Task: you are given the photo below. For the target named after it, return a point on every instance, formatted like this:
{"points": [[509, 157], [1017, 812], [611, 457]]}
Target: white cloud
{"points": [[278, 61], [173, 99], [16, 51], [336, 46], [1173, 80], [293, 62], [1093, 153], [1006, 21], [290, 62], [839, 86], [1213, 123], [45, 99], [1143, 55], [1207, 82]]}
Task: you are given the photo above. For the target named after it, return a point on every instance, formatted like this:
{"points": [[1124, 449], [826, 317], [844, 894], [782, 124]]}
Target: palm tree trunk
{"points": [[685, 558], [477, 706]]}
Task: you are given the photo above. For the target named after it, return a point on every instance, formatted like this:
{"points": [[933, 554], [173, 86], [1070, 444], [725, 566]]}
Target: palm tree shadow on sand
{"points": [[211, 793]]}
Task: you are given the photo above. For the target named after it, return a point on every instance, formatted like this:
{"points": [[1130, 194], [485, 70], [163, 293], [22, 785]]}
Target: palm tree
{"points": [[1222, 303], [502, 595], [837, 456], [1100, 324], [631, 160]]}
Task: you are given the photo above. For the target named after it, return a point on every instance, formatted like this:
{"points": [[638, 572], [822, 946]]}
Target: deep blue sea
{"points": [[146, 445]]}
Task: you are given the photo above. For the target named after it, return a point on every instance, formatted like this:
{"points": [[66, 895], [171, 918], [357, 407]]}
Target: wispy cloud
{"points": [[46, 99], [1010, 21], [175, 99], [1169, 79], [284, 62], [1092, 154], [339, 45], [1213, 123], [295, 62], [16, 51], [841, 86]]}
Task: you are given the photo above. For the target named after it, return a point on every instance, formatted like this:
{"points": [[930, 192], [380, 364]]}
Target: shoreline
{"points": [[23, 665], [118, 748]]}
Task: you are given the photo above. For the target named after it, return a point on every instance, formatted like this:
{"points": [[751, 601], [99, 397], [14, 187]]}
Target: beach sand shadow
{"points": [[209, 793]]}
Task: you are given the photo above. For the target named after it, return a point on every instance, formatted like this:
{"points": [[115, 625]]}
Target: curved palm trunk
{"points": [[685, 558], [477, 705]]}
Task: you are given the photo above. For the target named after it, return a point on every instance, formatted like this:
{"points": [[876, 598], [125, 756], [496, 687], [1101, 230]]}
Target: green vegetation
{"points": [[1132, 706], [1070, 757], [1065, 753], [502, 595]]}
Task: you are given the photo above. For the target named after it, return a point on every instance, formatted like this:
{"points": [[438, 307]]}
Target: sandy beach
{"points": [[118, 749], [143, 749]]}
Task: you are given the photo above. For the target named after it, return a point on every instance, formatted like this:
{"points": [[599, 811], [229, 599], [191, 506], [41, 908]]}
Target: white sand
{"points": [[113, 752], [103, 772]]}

Work item: When you output the entries, keep every word exactly as it stands.

Answer to the problem:
Task: you are given the photo below. For the target named after it, return a point on every instance, formatted like this:
{"points": [[509, 157], [1017, 812], [611, 457]]}
Target: white cloud
{"points": [[278, 61], [173, 99], [16, 51], [336, 46], [1173, 80], [293, 62], [1093, 153], [1006, 21], [290, 62], [839, 86], [1213, 123], [45, 99], [1143, 55], [1207, 82]]}
Task: you are given the photo above. For the target named after it, return a point on every instance, formatted like this:
{"points": [[1124, 449], [826, 317], [844, 894], [782, 124]]}
Target: palm tree trunk
{"points": [[685, 558], [477, 706]]}
Task: you are given the photo above. For the target named after it, return a point on every instance, formatted like this:
{"points": [[933, 554], [173, 86], [1070, 444], [725, 566]]}
Target: palm tree shadow on sand
{"points": [[211, 793]]}
Task: you are given the photo above. For the target named after it, return a point on every instance, formatted like this:
{"points": [[1130, 194], [485, 70], [163, 293], [22, 785]]}
Target: palm tree
{"points": [[1222, 303], [502, 595], [837, 456], [1100, 324], [631, 160]]}
Task: you are given the photo above. For the target named after it, return a point on every instance, formatted like this:
{"points": [[638, 572], [822, 946]]}
Target: deep blue sea
{"points": [[146, 445]]}
Task: you are given the photo above. For the target named after it, return a point on every instance, formatted like this:
{"points": [[66, 895], [171, 918], [357, 407]]}
Target: wispy cloud
{"points": [[46, 99], [1010, 21], [175, 99], [1169, 79], [284, 62], [1092, 154], [339, 45], [1213, 123], [295, 62], [16, 51], [841, 86]]}
Task: you are given the photo above. For the target named after it, return a point on every instance, formatted like this:
{"points": [[930, 192], [380, 364]]}
Target: shoreline
{"points": [[23, 665], [118, 748]]}
Task: you are given the photo above. For the target named after it, return a point on every instance, formatted like this:
{"points": [[751, 601], [99, 397], [14, 187]]}
Target: beach sand shadow
{"points": [[209, 793]]}
Task: you are given the photo above. For the target named after it, return a point on every instance, formatted like this:
{"points": [[115, 625]]}
Target: curved palm trunk
{"points": [[685, 558], [477, 705]]}
Task: you are given the photo above. For the target named after it, return a point on every instance, formatted like this:
{"points": [[876, 598], [125, 756], [496, 687], [1101, 230]]}
Target: green vegetation
{"points": [[1132, 706], [1070, 757], [1065, 753], [502, 595]]}
Task: you are given the photo above. For the target named after it, return a point on every instance, formatted like this:
{"points": [[438, 307]]}
Target: sandy beach
{"points": [[118, 749], [143, 749]]}
Task: you are given the photo above. For the target named after it, return a point on every instance, formatted like this:
{"points": [[599, 811], [229, 599], [191, 506], [41, 908]]}
Target: white sand
{"points": [[113, 752], [103, 772]]}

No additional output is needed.